▸ Aufgabe 1
Zähle die Zeilen der Einträge, in denen das Wort "every" vorkommt, und gib nur die Zahl an.

==== Textauszug

Tragikomischer Verfall einer Freundschaft


Von Andrea Kutzendörfer


Münster (gl). Immer wieder ist dieses markante Zischen zu hören. Breitbeinig sitzen die Protagonisten auf der Couch und öffnen eine Bierdose nach der anderen. Männerfreundschaft eben. In der Tragikomödie von Maria Goos gilt es, männliche Stereotypen zu präsentieren. Und die Jungs trinken reichlich. "Warum ist eigentlich alles so den Bach runtergegangen?", fragt Joep (Bernd Reheuser) und stellt damit eine Frage, die das Stück „Alte Freunde“, das am Donnerstagabend am Borchert-Theater in Münster Premiere feierte, eigentlich gar nicht beantworten will.

Es nimmt sich eher den Folgen der Misere an, in die jeder der vier Endvierziger geraten ist, und beleuchtet den Verfall der einst beschworenen Freundschaft auf eine Art, die mal urkomisch, mal überaus traurig ist. Ein nicht gerade spektakulär neues Thema: Männer, die ihren Anforderungen nicht gerecht werden und mit dem Ergebnis nicht umgehen können. Die Art, wie Meinhard Zanger die Geschichte inszeniert, überzeugt dennoch. Schnell bringt er die Sache auf den Punkt, seziert den Trümmerhaufen: Der Beamte Pieter muß wertvolle Bilder, die er gar nicht mehr alle hat, an die Stadt zurückgeben. Anwalt Tom ist drogenabhängig. Regisseur Maarten ist noch immer nicht der große Durchbruch gelungen, und Politiker Joep ist gerade dabei, seine Familie zu verlieren. Die Bühne ist so karg ausgestattet wie die Beziehung der Männer untereinander. Eine Couch, ein Tisch, ein paar skurrile Kunstwerke – das ist alles. Nur das Bühnen-Entree leuchtet in knalligem Orange, als sei es das Tor in eine bessere Welt. Konfrontiert mit eigenem Ehrgeiz und Selbstbetrug und dem der anderen, ist es vor allem die Darstellung der Hilflosigkeit, mit der die Protagonisten bestechen. Heiko Grosche spielt den etwas naiven Pieter mit seiner unnachahmlichen Mimik ganz wunderbar. Auch Bernd Reheuser gelingt der Wechsel vom arroganten Joep hin zum sentimentalen Familienvater zurück zum egozentrischen Politiker bestens. Niemand der alten Freunde ist bereit, sich für den anderen stark zu machen. Gefühle entwickeln sie nur für sich selbst – erst recht, wenn eine Frau sie dazu bringt. Schauspielerin Sabrina vor der Sielhorst posiert dafür sehr aufreizend. Mitleid für Joep, der in ihren Armen heult, kommt trotzdem nicht auf. Das ist von Autorin Maria Goos auch sicher nicht so gewollt.

========
==== Rohe Einträge

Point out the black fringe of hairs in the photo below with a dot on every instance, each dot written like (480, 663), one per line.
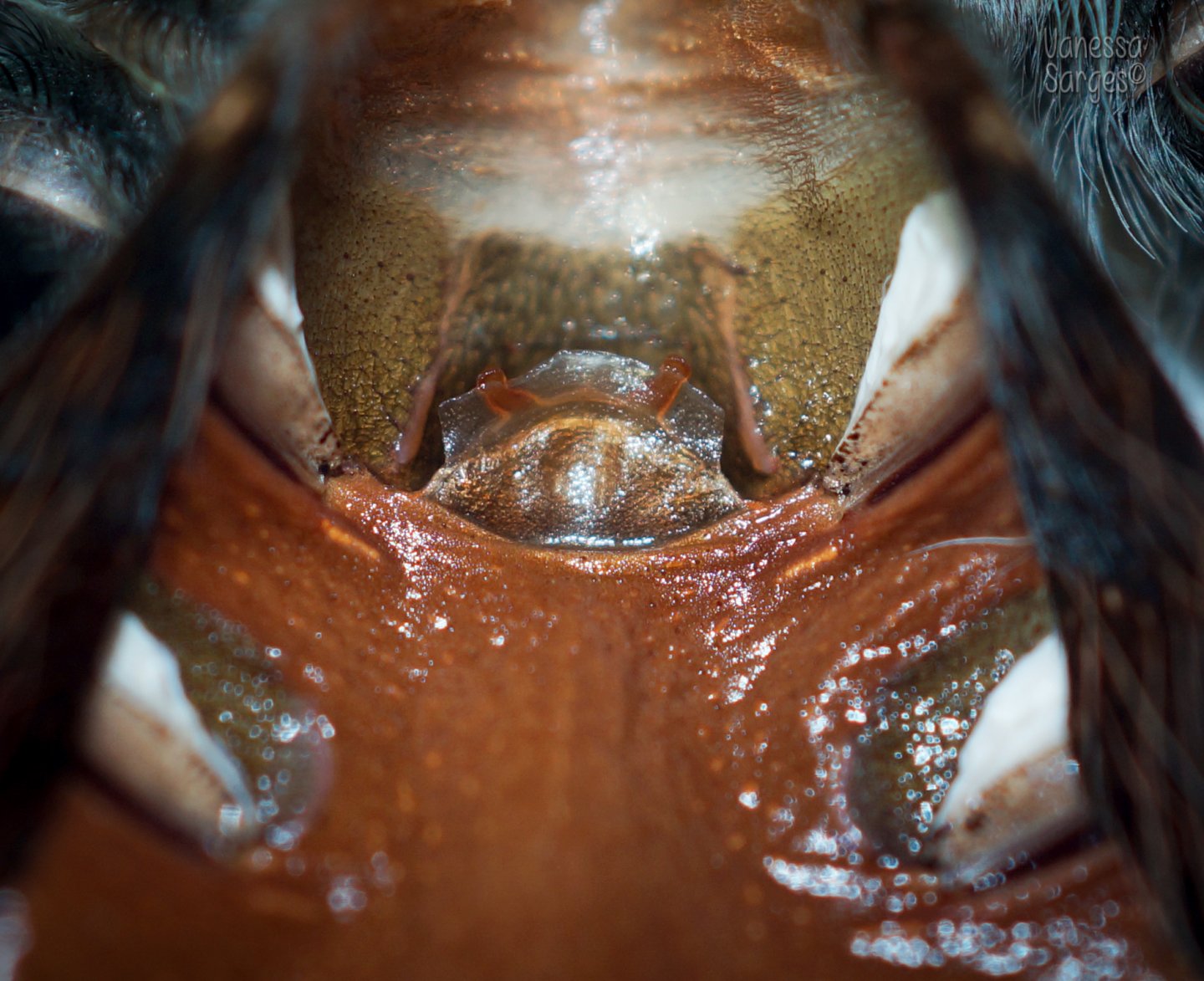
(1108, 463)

========
==== Rohe Einträge

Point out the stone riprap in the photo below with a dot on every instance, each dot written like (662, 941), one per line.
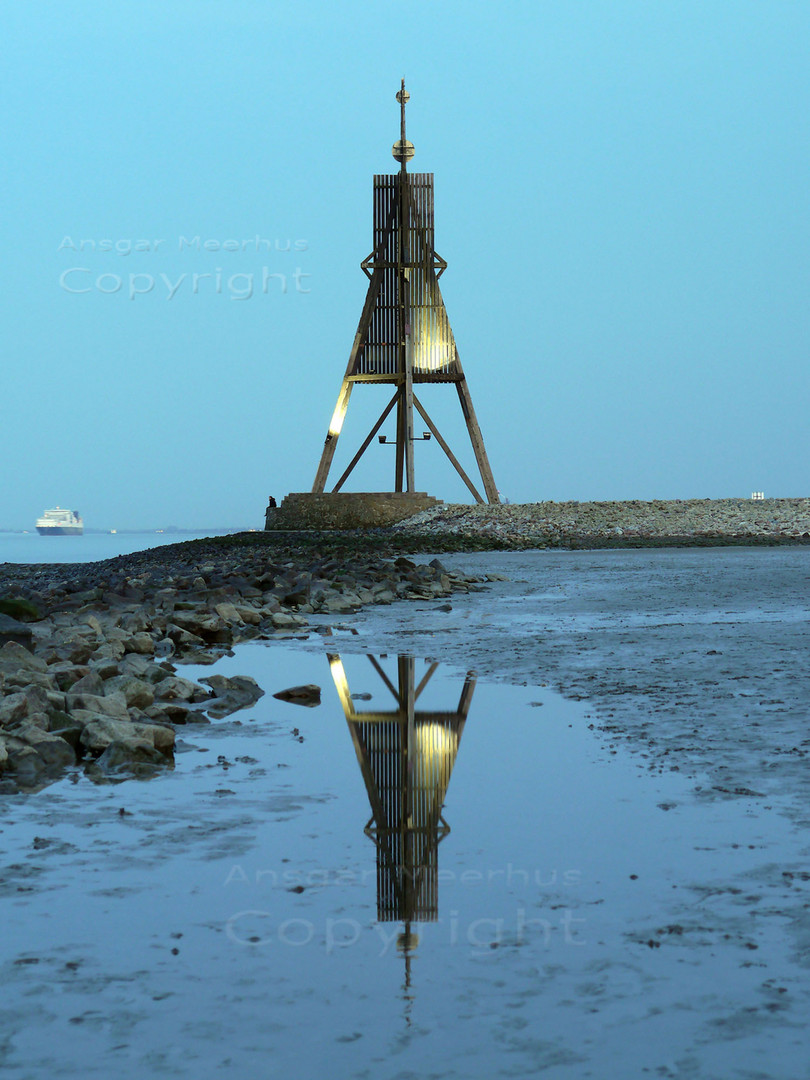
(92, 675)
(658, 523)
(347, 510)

========
==== Rohe Einträge

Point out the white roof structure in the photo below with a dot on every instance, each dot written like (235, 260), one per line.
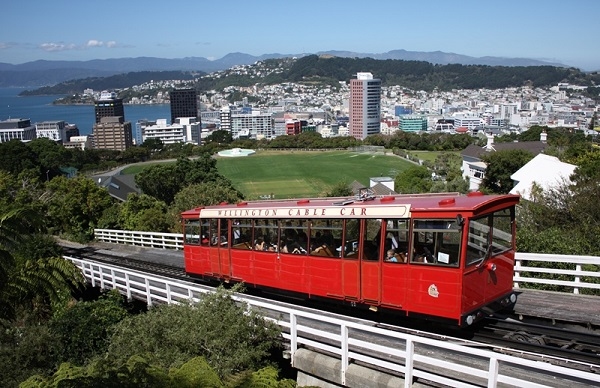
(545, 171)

========

▸ Aufgabe 2
Nenne die vier Freunde aus der Theaterkritik jeweils mit ihrem Beruf.

▸ Musterlösung 1
3

▸ Musterlösung 2
Pieter – Beamter
Tom – Anwalt
Maarten – Regisseur
Joep – Politiker